Restituez intégralement, sans y changer un mot, le texte sur les travaux du quartier Racine à Casablanca.

● **TEXTE SOURCE**
▼

Le quartier Racine est l’un des quartiers les plus en vue de Casablanca. Le prix moyen des appartements y tourne autour de 25 000 DH. Les grandes franchises y ont élu domicile et les prix qu’elles affichent allongent les zéros. Cela a d’ailleurs valu au désormais fameux Triangle d’or d’être surnommé «Rue de la Paix» du nom de la célèbre artère parisienne, haut lieu du luxe français. Mais la comparaison s’arrête là. En dehors des boutiques, le reste ne suit pas, ce qui rend le contraste d’autant plus choquant. Pour remédier à cet état de fait, des travaux ont été enclenchés en 2012 dans le quartier, au niveau des boulevards Idriss Slaoui et Abdellatif Ben Kaddour. Depuis plusieurs mois donc, on s’attelle à donner un nouveau look au lieu, refaisant chaussées, rond-point et trottoirs. On ne pourrait qu’applaudir si, pour les riverains, l’étirement des chantiers ne virait pas au cauchemar faute d’une organisation du travail basée sur une bonne coordination entre les différents corps de métiers. En effet, les travaux commencent dans une rue puis sont laissés en suspens pour passer à une autre et ainsi de suite. D’où un état de chantier général avec des chaussées pierreuses et défoncées sur lesquelles il faut rouler à dix à l’heure pour ne pas casser le cardan de sa voiture et marcher en faisant attention où on met les pieds pour ne pas se fouler la cheville. Et cela, depuis des mois !

▲

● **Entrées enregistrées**
▼

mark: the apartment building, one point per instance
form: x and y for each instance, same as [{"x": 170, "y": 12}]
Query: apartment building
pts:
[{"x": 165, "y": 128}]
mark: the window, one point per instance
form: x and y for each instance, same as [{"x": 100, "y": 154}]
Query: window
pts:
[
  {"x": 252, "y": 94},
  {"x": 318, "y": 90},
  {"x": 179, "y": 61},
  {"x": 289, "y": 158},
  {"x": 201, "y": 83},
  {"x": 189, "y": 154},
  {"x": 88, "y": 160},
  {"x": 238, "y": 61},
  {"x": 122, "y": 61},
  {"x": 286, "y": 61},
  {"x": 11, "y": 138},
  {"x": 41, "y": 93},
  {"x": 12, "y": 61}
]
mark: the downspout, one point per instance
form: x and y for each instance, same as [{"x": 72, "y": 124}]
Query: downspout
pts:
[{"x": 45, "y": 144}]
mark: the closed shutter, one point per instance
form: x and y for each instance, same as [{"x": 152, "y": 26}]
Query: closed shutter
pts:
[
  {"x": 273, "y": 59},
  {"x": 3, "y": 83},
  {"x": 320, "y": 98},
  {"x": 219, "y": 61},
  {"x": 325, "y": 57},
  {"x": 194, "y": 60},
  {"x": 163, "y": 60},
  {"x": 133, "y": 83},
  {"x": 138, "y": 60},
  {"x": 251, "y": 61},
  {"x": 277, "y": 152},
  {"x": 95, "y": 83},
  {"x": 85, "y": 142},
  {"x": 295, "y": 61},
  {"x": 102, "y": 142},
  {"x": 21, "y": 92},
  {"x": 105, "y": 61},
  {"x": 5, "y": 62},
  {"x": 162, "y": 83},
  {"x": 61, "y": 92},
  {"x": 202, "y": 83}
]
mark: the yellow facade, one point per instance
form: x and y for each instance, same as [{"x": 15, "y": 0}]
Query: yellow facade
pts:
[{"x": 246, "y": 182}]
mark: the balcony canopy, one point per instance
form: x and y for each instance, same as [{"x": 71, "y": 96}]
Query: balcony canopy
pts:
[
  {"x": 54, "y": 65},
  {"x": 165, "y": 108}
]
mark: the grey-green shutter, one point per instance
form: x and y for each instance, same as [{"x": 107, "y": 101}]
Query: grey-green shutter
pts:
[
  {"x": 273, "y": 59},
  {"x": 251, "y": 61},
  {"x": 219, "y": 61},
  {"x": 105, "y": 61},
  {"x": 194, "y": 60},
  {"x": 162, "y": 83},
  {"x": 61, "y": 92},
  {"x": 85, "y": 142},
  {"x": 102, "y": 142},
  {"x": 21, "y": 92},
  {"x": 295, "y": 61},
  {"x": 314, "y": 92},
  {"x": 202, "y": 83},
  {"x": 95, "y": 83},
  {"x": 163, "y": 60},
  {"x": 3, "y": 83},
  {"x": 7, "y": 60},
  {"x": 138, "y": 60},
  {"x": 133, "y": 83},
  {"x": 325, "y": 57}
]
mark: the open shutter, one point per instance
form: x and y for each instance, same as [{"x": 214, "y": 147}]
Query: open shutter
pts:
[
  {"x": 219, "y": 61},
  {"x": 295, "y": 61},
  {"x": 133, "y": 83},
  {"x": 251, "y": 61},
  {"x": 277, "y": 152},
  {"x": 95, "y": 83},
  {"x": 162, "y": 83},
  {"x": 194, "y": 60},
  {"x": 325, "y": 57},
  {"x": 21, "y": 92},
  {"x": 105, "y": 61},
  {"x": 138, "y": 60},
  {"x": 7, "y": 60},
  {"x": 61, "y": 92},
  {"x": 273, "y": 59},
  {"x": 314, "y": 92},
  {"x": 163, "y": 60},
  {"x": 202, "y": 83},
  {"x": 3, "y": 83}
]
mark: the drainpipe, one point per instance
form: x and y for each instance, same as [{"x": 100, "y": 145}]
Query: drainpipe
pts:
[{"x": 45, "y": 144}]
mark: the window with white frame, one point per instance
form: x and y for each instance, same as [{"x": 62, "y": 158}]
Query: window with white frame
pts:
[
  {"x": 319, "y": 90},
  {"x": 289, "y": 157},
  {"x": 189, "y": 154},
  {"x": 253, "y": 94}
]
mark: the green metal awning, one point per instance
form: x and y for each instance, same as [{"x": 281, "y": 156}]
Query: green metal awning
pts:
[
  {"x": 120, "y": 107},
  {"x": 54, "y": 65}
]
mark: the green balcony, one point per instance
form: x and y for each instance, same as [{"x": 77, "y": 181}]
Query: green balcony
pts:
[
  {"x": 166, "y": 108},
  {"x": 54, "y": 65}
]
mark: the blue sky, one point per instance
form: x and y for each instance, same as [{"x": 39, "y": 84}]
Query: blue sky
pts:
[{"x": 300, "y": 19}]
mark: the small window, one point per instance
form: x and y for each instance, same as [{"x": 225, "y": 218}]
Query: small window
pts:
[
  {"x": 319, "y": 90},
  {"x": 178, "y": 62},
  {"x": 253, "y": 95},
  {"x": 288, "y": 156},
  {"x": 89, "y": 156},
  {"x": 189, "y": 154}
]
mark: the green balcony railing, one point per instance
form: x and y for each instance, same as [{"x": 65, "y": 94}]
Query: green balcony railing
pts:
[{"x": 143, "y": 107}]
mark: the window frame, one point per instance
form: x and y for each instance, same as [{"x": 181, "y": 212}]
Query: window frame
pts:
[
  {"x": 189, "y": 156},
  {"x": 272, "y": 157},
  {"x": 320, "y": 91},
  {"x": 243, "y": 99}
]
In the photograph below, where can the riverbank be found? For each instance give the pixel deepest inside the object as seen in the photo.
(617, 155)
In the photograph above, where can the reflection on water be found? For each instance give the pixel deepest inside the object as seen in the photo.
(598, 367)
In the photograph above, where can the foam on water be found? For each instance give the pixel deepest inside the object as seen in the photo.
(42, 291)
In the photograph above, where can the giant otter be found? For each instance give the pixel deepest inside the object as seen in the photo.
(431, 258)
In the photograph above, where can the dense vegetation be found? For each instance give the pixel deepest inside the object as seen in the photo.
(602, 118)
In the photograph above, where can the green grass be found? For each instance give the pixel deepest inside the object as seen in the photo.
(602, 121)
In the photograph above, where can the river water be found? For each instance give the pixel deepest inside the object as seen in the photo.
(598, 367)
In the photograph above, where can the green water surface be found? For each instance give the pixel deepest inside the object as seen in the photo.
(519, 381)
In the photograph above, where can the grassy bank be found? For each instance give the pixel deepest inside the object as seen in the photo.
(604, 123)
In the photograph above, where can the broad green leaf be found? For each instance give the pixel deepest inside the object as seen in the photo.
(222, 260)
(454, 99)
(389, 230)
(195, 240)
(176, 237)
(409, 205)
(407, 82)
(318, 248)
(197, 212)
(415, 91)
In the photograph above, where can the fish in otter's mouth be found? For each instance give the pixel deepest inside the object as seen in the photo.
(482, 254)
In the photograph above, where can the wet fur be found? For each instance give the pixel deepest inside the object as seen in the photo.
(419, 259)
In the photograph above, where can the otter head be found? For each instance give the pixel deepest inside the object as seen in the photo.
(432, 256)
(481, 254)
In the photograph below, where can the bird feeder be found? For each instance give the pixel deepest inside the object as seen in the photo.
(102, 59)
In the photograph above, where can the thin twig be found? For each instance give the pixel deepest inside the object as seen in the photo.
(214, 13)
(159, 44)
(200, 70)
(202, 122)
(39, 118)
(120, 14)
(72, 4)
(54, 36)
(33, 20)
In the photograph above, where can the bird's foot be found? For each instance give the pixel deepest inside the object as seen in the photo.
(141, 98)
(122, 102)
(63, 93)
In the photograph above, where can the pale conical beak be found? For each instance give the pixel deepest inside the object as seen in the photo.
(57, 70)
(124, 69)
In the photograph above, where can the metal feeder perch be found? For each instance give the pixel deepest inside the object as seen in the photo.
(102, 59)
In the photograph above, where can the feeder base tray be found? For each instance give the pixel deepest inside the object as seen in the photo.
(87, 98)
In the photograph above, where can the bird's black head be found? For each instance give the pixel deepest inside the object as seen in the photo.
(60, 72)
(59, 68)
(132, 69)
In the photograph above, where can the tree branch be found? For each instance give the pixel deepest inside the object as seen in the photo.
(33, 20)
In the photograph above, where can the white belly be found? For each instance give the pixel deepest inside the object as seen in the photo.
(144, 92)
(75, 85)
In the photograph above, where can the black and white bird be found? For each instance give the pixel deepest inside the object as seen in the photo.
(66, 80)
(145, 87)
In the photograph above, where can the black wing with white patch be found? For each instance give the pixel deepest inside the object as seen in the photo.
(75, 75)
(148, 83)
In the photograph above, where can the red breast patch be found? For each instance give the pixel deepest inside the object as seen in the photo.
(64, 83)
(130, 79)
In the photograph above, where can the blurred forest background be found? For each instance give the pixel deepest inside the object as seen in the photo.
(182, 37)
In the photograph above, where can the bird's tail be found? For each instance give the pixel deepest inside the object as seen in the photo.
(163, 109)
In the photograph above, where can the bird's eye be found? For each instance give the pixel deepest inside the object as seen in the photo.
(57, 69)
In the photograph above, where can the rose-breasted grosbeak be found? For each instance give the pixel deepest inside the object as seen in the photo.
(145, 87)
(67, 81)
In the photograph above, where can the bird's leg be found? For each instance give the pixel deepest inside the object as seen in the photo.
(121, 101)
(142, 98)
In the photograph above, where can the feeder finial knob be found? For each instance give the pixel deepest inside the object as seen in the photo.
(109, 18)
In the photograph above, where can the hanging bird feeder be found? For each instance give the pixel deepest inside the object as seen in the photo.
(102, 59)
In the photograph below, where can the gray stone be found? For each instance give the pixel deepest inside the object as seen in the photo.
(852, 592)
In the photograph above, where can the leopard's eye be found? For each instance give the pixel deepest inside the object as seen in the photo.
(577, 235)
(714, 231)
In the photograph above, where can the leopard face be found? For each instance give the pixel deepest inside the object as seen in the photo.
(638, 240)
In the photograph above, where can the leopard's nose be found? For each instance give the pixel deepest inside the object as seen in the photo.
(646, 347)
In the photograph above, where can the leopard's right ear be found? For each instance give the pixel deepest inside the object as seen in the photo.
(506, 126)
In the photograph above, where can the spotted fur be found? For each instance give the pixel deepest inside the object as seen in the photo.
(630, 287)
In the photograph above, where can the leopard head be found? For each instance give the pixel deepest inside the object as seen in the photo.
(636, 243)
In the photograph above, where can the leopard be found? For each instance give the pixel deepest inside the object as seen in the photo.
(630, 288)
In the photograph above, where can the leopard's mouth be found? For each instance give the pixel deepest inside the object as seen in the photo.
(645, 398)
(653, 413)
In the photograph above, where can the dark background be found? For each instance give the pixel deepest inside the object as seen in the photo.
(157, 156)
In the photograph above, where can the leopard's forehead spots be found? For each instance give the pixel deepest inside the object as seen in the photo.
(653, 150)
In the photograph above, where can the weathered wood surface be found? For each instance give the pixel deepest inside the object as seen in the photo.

▲

● **CORRIGÉ**
Le quartier Racine est l’un des quartiers les plus en vue de Casablanca. Le prix moyen des appartements y tourne autour de 25 000 DH. Les grandes franchises y ont élu domicile et les prix qu’elles affichent allongent les zéros. Cela a d’ailleurs valu au désormais fameux Triangle d’or d’être surnommé «Rue de la Paix» du nom de la célèbre artère parisienne, haut lieu du luxe français. Mais la comparaison s’arrête là. En dehors des boutiques, le reste ne suit pas, ce qui rend le contraste d’autant plus choquant. Pour remédier à cet état de fait, des travaux ont été enclenchés en 2012 dans le quartier, au niveau des boulevards Idriss Slaoui et Abdellatif Ben Kaddour. Depuis plusieurs mois donc, on s’attelle à donner un nouveau look au lieu, refaisant chaussées, rond-point et trottoirs. On ne pourrait qu’applaudir si, pour les riverains, l’étirement des chantiers ne virait pas au cauchemar faute d’une organisation du travail basée sur une bonne coordination entre les différents corps de métiers. En effet, les travaux commencent dans une rue puis sont laissés en suspens pour passer à une autre et ainsi de suite. D’où un état de chantier général avec des chaussées pierreuses et défoncées sur lesquelles il faut rouler à dix à l’heure pour ne pas casser le cardan de sa voiture et marcher en faisant attention où on met les pieds pour ne pas se fouler la cheville. Et cela, depuis des mois !